(RECORDS SHOWN)

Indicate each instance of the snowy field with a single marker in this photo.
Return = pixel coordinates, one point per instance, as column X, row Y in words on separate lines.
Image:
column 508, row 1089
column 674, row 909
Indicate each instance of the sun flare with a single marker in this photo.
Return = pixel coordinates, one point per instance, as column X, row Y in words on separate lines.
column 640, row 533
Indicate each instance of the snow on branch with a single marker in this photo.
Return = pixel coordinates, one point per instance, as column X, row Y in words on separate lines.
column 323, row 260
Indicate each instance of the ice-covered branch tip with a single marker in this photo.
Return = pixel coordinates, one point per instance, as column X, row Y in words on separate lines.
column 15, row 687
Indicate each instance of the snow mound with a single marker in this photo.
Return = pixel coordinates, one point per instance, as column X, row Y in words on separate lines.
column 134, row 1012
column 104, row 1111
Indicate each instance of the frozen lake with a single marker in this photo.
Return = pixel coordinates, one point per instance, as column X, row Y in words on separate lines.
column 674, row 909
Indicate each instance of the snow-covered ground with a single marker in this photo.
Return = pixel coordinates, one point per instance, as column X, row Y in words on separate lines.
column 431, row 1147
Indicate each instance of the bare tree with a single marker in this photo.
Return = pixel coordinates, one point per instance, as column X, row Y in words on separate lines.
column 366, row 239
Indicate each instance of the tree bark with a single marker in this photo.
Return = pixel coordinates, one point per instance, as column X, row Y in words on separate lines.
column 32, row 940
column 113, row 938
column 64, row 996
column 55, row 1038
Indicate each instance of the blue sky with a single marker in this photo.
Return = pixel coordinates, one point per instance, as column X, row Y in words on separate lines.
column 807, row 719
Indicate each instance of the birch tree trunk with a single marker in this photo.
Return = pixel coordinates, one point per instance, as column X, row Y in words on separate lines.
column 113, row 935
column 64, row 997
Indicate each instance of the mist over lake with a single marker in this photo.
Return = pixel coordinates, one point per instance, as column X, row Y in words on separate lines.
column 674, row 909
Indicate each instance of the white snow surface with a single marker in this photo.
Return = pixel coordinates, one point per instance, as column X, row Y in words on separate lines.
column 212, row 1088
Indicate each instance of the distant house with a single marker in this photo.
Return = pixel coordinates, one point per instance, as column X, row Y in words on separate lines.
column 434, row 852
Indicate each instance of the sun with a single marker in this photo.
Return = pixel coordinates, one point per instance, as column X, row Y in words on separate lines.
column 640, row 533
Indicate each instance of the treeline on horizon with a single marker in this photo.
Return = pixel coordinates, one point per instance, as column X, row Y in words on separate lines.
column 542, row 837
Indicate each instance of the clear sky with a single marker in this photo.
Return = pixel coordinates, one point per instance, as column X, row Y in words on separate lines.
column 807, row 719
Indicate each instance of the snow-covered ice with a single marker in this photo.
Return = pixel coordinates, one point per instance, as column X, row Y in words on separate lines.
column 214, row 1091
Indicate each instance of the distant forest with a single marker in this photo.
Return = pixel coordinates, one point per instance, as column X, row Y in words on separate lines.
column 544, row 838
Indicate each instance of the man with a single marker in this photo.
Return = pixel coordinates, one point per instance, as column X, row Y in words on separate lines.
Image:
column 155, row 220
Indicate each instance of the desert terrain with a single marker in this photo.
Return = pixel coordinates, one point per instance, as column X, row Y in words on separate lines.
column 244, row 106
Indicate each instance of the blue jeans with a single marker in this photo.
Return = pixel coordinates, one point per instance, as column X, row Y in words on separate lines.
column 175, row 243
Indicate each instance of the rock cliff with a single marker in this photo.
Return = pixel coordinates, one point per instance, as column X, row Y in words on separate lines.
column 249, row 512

(End RECORDS SHOWN)

* THE PROBLEM:
Set down the entries above again, word for word.

* RESPONSE:
Indicate each instance of the snowy field with a single marker in this photo.
Return = pixel coordinates, one point per instance, as column X, row Y in words on separate lines.
Image:
column 508, row 1089
column 674, row 909
Indicate each instance of the sun flare with a single marker in this photo.
Return = pixel coordinates, one point per instance, as column X, row Y in words on separate lines.
column 640, row 533
Indicate each instance of the snow on branch with a single marker in this photo.
Return = pixel coordinates, one point per instance, as column X, row Y in words on separate lines.
column 323, row 260
Indicate each instance of the ice-covered branch tip with a single marker in this photo.
Return = pixel coordinates, one point per instance, as column X, row Y in words on separate lines.
column 15, row 687
Indicate each instance of the snow mound with a single marker in this photo.
Return = pixel coordinates, one point per instance, as column X, row Y in words on separate lines.
column 134, row 1012
column 104, row 1111
Indicate each instance of the frozen lake with a single marker in this photo.
Return = pixel coordinates, one point per instance, as column X, row Y in words on separate lines.
column 674, row 909
Indicate each instance of the snow-covered ground with a single marker in this photo.
Return = pixel coordinates, one point per instance, as column X, row Y in words on separate lines.
column 431, row 1147
Indicate each instance of the bare tree with a single marker in this photo.
Return = pixel coordinates, one point per instance, as column X, row Y in words on separate lines.
column 366, row 239
Indicate each instance of the tree bark with a single marker in this photo.
Return = pixel coordinates, one point per instance, as column X, row Y in words on separate lines.
column 32, row 940
column 113, row 938
column 64, row 996
column 55, row 1038
Indicate each instance of the blue sky with a single marker in this photo.
Return = pixel coordinates, one point per instance, as column X, row Y in words on separate lines.
column 807, row 719
Indicate each instance of the birch tree trunk with a single marker in this photo.
Return = pixel coordinates, one point per instance, as column X, row Y in words on separate lines.
column 113, row 935
column 64, row 997
Indicate each instance of the mist over lake with a single marker in this photo.
Return = pixel coordinates, one point per instance, as column X, row Y in words on separate lines.
column 674, row 909
Indicate each instance of the white snow surface with a single marker in this photo.
Return = pixel coordinates, one point per instance, as column X, row Y in words on separate lines.
column 212, row 1088
Indicate each instance of the distant house with a single marker in this photo.
Return = pixel coordinates, one point per instance, as column X, row Y in words on separate lines.
column 434, row 852
Indicate each instance of the sun with a single marker in this photo.
Return = pixel coordinates, one point per instance, as column X, row Y in words on separate lines.
column 640, row 533
Indicate each instance of the treeline on horizon with a single marker in this photo.
Return = pixel coordinates, one point per instance, as column X, row Y in words on separate lines.
column 542, row 837
Indicate each instance of the clear sky with a single marker in this photo.
Return = pixel coordinates, one point per instance, as column X, row Y in words on separate lines.
column 807, row 719
Indicate each instance of the snow-covered ice with a single marker in this photo.
Return = pixel coordinates, one point per instance, as column X, row Y in words on separate lines.
column 214, row 1091
Indicate each instance of the distant forest with a single marker in this photo.
Return = pixel coordinates, one point per instance, as column X, row Y in words on separate lines.
column 544, row 838
Indicate each instance of the man with a single marker in this photo.
Return = pixel coordinates, one point per instance, as column X, row Y in words on separate lines.
Image:
column 155, row 220
Indicate each instance of the desert terrain with a single marker in this photo.
Return = pixel coordinates, one point per instance, as column X, row Y in words on separate lines.
column 244, row 106
Indicate each instance of the blue jeans with a single marker in this photo.
Return = pixel coordinates, one point per instance, as column X, row Y in words on separate lines.
column 175, row 243
Indicate each instance of the rock cliff with a single marker in this photo.
Return = pixel coordinates, one point per instance, as column X, row Y in words on separate lines.
column 249, row 512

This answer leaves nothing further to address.